SOURCE DATA below:

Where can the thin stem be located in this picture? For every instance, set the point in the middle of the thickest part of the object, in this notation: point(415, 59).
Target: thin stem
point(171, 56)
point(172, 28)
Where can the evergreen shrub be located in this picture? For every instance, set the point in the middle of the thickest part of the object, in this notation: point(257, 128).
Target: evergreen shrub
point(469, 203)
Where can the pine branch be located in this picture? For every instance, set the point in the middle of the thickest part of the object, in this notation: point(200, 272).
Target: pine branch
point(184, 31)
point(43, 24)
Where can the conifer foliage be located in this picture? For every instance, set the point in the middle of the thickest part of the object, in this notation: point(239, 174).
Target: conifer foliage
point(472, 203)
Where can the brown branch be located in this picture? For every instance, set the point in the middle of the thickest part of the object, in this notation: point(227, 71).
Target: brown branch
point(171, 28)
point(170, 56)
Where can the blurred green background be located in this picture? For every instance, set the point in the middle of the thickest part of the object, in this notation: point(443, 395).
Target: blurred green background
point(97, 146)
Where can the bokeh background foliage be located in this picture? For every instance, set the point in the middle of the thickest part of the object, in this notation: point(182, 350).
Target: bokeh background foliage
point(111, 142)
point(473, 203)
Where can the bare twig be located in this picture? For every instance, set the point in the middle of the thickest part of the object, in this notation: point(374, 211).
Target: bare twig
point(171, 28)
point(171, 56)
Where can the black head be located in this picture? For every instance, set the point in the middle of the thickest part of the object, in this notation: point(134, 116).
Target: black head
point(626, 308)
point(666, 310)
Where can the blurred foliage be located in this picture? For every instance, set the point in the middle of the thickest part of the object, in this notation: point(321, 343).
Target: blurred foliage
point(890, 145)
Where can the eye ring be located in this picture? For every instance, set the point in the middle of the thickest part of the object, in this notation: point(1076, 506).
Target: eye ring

End of SOURCE DATA.

Only the lines containing the word "ring" should be returned from the data above.

ANSWER BOX:
Where can the eye ring be located in this picture? For every instance, set the point in the middle of the thickest part of the object, in this notation: point(1076, 506).
Target: eye ring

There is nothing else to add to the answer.